Records excerpted from a collection:

|---|

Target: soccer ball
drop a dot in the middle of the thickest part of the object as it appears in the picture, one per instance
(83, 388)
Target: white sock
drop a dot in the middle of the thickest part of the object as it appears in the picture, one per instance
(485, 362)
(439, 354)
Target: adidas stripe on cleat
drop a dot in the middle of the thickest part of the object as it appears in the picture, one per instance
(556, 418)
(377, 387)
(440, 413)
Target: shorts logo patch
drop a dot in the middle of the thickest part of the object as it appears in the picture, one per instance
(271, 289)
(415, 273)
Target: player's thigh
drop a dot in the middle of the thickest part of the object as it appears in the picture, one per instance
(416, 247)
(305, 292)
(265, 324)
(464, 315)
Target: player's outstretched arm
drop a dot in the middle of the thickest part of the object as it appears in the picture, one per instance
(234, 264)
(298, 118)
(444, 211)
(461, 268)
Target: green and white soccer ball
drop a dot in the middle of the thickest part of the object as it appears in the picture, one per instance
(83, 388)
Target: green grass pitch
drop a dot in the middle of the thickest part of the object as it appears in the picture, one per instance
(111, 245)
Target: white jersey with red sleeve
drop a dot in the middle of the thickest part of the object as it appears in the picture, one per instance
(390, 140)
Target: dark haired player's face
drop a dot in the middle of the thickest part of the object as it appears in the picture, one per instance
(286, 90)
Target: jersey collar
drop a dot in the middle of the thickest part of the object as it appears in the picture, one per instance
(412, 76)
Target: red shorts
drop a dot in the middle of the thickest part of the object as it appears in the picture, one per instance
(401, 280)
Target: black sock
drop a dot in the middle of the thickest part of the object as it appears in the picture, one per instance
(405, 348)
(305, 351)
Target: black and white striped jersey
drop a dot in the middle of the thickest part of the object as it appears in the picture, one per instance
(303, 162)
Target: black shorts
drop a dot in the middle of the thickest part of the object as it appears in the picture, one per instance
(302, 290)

|---|

_Task requirements_. Report each line of the entries where the word "player" occurs.

_Expected answer_.
Target: player's thigh
Target: player's outstretched arm
Target: dark haired player's face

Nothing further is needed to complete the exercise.